For each statement, say yes or no according to the Ariens engine thread, and quote the deciding words: 1. The new carburetor on the 1974 model makes it start smoothly. 2. Mounting the 340cc Greyhound required drilling new holes in the frame. 3. The larger engine's crankshaft sits lower and so needs shorter belts.

═══ Selected text

# 212 cc Predator Engine fits, will 420cc fit on Vintage Ariens?



## bpahlm79 (Mar 9, 2015)

I see alot of 212cc repowers, will the 420cc version fit as well. I'm sure people use the 212 cc because it is a direct bolt on, or less work to match up to the old unit. I figure for a few hundred bucks extra why not just go for twice as much power.

I have a 10,000 series 8/24 1974 Model. I got a new carb on it now, and it starts off pretty rough but once it gets going it's fine. The price for the 420cc model is a lot cheaper then a new machine.

I'm sure someone has tried this before and been successful, or people don't do this because of the work to get it to fit right. Ah well


----------



## Shryp (Jan 1, 2011)

I had a 340cc Greyhound on a 1979 model and it fit, but it required some work. It wasn't practical and now as the 212cc Predator on it. The engine is much larger, has to be moved further back on the frame. New holes need to be drilled. The new bolt holes you have to drill with be right on the edges of the angled part of the frame and barely fit. The recoil housing barely fits in front of the handles. The crankshaft is at least 1" higher and requires longer belts as well as a taller belt cover. The extra weight sits further back on the axle making the front end lighter. And, it uses twice as much gas as the smaller engines.

In my opinion it can be done, but the 212cc is plenty of engine for you at half the cost and half the work.

══════
═══ Collected material

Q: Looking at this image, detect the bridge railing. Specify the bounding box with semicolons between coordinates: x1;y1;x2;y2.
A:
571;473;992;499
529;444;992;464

══════

**Solution**
1. No: "it starts off pretty rough but once it gets going it's fine."
2. Yes: "New holes need to be drilled."
3. No: "The crankshaft is at least 1" higher and requires longer belts as well as a taller belt cover."